2011年6月25日

裸足王子・吉野剛さんの裸足で走ることへのこだわり

 今週のベイエフエム/NEC presents ザ・フリントストーンのゲストは、吉野剛さんです。

吉野剛さん

 今回のゲストは、裸足ランニングの第一人者、裸足王子こと吉野剛さんです。吉野さんは、一般社団法人「日本ベアフット・ランニング協会」の理事長で、裸足ランニングを広めるための活動を行なっていらっしゃいます。今回はそんな吉野さんに、裸足で走り始めたきっかけや、裸足ランニングクラブのお話などうかがいます。

 

裸足の方が怪我をしない!?

※吉野さんが、裸足ランニングに注目するようになったキッカケは何だったのでしょうか?

「これまでは、子供たちに対しての裸足教育は進んでいたんですけど、大人たちに対しては進んでいないんですね。今の大人たちがシューズを履いて走っている中での足の故障が増えてきているので、『大人にも裸足がいいんじゃないか』と思って、大人に対しての裸足教育が進められている感じがしますね。」

●逆に、シューズを履くと、足の故障が増えるんですか!?

「今までは、シューズを履けば、怪我をすることが減ると思っていたじゃないですか。でも、よく考えてほしいんですが、『ランニングをしたら膝が痛くなるのは仕方ない』、『どこか痛くなるのは仕方ない』と言われていたのが当たり前だったんですけど、その“当たり前”が本当なのかなって思ったところから、裸足ランニングがスタートした感じですね。」

●それはすごく意外でした。裸足の方が足の裏を怪我したりすると思っていました。

「確かに、足を切ったりするという怪我はあったとしても、膝や腰を痛めたり、外反母趾、偏平足、“シンスプリント”といわれる、脛の辺りが痛くなる症状とか、“腸脛靭帯炎”という、足の横側が痛くなったりといったことが、ものすごく多いんですよね。でも、動物たちはシューズを履かないじゃないですか。昔でいえば、オリンピックで金メダルを獲ったアベベとかいたじゃないですか。あと、アフリカのブッシュマンみたいに、普段から裸足で生活している人たちもいますよね。その人たちが、同じような怪我をしているのかなって、疑問に思っていたんですよね。」

※裸足ランニングが注目されるようになったのは、ある本がキッカケだったそうです。

「裸足ランニングが注目を集めるようになったキッカケの本があるんですけど、それが“BORN TO RUN〜走るために生まれた”という本です。昔って、人はみんな裸足だったんですよ。人類の200万年という歴史の中で、人類がシューズを履いているときって、0.01パーセントというぐらいの期間じゃないですか。そんな中で“BORN TO RUN”という本が出てきたんですね。
 内容は、ダイエットや健康目的で走り始めた一般ランナーが、急に走り始めると、膝を痛めるんですよ。膝を痛めたら、シューズのお店で『もっといいクッションが効いたシューズを履きましょう!』と言われるから履くんですよね。それでも治らないんですよ。今度は靴の中敷の交換を薦められるんですね。それは大体がオーダーメイドになるので、アメリカ製のオーダーメイドだと4〜5万円ぐらいかかるんですよね。そういう高級なオーダーメイドの靴の中敷を入れて走るんですけど、治らないんですよ。そして今度はどうするかというと、膝が痛いから、痛み止めを打つようになるんですよ。でも、痛み止めだけを打って走っていたら、どうなると思いますか?」

→ **保存データ**
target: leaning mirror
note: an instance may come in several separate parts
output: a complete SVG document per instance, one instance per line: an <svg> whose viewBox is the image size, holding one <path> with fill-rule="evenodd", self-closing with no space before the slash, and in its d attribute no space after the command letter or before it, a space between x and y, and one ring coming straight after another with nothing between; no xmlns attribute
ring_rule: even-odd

→ **やること**
[A] 裸足ランニングの本文で、シューズを履かない、または普段から裸足で過ごしている例として吉野さんが挙げているものをすべて書き出してください。
[B] 裸足ランニングについてのインタビュー記事を、最後の文の後から書き継いでください。

→ **解答**
[A]
動物たち
オリンピックで金メダルを獲ったアベベ
アフリカのブッシュマン

[B]
●足はどんどん悪くなっちゃいますよね。

「悪くなっちゃいますよね! 痛み止めってその症状だけを取るだけで、原因を治しているわけじゃないんですよね。だから当然、悪化してしまうんですよ。最終的に手術ということになったときに『ちょっと待てよ? そんなにすごい距離走ってないよ?』と思うんですね。」

●それって、なんか違いますよね。

「そうですよね。そんな中でも、裸足で走っている人たちもいて、BORN TO RUNのお話にも出てくるのが、メキシコのタラウマラ族なんですね。彼らはウルトラマラソンをするんですね。今、日本でもマラソンって流行っていると思うんですけど、ウルトラマラソンって、100キロから160キロといった、普通のフルマラソンより長い距離を走るんです。そのウルトラマラソンで、世界のトップレベルで走っている人たちがタラウマラ族で、その人たちが履いているものが“ワラチ”といって、4ミリから5ミリぐらいの厚さしかない、薄いゴムに穴を開けて、紐を通して、足にくくりつけているんですね。なので、クッションやサポートなど、シューズに入っているようなものが一切入っていないんです。」

吉野さんのシューズ
これ、吉野さんのシューズです。

●逆に、そういう靴の方が、怪我をしないで、長距離を走ることができるということですか?

「そうじゃないかなと思わせてくれるじゃないですか。要するに、その人たちはものすごい距離を走っていて、故障とかしているかというと、していないんですよ。そういうことが書かれているBORN TO RUNがあって、それによって、これまでの常識や考え方を変えたんですよね。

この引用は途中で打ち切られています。